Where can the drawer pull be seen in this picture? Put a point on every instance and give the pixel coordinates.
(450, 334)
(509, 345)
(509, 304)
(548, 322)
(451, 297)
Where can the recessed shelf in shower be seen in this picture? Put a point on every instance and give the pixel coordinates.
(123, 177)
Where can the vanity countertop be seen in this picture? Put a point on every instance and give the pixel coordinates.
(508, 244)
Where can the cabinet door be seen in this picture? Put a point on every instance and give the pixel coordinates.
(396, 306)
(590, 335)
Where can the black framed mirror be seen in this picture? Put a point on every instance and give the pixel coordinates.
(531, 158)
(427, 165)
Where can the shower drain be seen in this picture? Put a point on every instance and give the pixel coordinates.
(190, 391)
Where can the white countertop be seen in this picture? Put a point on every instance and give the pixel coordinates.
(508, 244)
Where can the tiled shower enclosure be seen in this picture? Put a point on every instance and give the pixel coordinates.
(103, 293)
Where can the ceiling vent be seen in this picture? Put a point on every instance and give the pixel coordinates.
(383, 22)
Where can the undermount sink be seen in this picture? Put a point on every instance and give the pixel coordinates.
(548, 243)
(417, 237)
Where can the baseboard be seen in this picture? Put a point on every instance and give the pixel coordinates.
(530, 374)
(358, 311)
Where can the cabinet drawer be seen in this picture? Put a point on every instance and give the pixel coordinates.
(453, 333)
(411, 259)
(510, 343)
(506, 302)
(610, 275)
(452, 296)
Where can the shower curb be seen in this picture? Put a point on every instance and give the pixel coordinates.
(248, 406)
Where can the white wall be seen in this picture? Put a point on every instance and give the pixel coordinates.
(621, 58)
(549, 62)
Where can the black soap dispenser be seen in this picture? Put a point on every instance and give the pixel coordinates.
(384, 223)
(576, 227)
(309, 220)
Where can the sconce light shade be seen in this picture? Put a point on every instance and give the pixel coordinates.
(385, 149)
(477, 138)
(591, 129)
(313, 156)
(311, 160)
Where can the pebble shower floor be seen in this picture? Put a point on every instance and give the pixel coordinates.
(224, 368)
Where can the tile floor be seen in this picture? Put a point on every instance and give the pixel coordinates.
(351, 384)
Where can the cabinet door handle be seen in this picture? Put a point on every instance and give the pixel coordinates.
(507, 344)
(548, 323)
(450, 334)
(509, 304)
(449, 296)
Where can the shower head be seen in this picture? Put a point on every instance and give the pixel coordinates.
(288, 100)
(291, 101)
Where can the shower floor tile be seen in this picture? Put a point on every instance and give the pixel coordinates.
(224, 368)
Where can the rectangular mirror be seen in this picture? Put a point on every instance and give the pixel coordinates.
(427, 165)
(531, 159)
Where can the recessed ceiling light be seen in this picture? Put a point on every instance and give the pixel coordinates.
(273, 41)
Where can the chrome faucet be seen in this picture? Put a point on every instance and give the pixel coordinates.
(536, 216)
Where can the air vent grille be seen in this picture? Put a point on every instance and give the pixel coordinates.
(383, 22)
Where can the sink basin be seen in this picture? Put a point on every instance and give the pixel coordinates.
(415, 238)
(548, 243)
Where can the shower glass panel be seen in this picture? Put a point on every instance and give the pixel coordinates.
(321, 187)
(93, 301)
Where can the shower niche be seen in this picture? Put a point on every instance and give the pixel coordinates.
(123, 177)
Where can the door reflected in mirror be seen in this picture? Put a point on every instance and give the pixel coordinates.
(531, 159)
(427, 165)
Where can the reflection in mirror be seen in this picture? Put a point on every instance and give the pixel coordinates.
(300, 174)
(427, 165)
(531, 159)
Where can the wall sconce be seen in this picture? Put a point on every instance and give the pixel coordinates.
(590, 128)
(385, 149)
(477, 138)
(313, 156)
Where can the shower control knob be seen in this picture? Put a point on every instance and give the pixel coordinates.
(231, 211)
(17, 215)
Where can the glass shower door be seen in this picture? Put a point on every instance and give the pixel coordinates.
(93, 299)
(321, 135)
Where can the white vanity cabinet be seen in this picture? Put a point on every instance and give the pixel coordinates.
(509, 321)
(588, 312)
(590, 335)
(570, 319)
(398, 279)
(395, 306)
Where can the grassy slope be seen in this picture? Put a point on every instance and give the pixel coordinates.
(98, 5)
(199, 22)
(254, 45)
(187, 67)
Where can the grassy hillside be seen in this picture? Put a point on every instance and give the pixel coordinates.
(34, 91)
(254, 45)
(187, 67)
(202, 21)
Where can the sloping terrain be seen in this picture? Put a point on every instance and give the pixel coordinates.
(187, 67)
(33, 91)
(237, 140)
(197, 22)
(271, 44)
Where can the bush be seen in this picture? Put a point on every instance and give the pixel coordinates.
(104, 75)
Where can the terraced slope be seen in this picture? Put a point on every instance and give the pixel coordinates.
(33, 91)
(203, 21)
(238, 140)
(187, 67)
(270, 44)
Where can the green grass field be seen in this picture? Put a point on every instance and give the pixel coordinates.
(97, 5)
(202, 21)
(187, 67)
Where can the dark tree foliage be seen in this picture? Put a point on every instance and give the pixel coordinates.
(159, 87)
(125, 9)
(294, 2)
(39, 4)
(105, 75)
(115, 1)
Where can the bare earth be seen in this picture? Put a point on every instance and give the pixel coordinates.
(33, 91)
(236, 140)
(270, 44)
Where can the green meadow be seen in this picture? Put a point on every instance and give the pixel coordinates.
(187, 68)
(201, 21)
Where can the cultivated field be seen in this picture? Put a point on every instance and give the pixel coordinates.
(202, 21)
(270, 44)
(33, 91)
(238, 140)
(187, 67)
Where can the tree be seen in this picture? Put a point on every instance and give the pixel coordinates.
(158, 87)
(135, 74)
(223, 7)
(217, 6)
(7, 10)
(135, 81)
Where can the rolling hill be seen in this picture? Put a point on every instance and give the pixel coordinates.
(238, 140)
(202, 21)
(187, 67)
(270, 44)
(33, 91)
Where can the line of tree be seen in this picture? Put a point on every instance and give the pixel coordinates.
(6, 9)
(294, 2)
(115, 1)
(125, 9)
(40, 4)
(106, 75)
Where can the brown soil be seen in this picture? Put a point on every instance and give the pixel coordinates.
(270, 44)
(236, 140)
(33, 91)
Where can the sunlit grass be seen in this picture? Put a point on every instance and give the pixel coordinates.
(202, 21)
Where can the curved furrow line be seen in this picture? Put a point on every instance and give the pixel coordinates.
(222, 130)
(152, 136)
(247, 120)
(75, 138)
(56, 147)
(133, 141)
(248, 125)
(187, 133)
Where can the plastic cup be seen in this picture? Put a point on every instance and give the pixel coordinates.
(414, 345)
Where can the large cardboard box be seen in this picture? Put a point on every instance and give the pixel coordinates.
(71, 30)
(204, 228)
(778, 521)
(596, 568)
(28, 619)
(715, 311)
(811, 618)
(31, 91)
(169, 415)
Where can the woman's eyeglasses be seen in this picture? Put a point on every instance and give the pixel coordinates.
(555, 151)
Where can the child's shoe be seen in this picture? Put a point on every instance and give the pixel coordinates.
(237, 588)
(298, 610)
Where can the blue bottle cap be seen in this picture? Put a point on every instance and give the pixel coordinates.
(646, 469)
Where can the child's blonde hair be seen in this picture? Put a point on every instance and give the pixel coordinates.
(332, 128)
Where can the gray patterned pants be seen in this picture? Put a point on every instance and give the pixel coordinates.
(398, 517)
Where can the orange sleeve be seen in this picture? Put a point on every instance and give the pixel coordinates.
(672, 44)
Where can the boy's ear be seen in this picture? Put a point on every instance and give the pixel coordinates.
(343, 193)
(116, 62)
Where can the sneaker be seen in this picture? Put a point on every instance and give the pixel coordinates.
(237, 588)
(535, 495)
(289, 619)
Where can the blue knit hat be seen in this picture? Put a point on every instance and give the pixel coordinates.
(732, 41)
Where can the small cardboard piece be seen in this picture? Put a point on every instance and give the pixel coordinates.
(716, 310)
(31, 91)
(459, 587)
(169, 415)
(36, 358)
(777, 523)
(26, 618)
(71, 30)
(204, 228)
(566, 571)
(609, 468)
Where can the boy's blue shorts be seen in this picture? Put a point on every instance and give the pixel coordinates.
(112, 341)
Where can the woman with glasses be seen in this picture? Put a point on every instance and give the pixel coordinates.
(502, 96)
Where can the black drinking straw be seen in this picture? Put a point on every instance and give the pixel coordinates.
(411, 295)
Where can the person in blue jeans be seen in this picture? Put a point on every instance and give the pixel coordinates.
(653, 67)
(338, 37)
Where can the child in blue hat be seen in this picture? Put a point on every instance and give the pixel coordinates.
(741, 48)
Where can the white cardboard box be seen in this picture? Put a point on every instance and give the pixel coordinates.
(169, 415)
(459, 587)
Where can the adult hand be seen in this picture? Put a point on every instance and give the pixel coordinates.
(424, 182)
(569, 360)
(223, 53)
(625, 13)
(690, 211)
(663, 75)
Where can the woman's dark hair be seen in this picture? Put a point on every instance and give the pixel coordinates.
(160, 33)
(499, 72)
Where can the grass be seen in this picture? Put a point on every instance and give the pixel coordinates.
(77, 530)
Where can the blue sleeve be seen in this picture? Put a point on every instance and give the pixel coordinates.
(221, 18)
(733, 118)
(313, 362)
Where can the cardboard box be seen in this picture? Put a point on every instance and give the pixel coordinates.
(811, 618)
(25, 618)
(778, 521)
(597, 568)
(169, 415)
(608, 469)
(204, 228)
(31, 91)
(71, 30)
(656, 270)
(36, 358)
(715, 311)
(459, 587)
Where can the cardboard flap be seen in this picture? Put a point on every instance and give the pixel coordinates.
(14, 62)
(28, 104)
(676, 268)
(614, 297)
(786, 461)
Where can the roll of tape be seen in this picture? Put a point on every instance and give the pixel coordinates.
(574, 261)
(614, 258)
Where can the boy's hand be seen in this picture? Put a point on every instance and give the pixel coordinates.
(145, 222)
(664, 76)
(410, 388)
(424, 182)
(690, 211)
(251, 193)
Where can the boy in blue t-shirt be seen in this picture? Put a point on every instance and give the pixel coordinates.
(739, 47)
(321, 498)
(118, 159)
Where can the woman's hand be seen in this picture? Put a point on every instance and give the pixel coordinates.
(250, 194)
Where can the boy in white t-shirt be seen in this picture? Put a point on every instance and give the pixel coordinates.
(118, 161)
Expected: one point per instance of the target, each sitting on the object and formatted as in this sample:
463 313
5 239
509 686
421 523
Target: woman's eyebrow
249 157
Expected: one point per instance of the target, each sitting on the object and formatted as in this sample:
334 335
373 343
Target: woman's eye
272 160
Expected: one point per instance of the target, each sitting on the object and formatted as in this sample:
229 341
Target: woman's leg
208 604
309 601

====

Lines before the one containing "Target: woman's eyebrow" are left out. Repeat that line and all lines after it in the records above exactly.

Expected answer:
Target: woman's eyebrow
249 157
Expected: one point per instance of the target, each sitting on the object and formatted as in this sample:
334 335
373 343
Target: woman's eye
272 160
Expected: one point per instance of the target, each sitting on the object and formatted as in this sample:
229 341
Target: woman's leg
208 604
309 601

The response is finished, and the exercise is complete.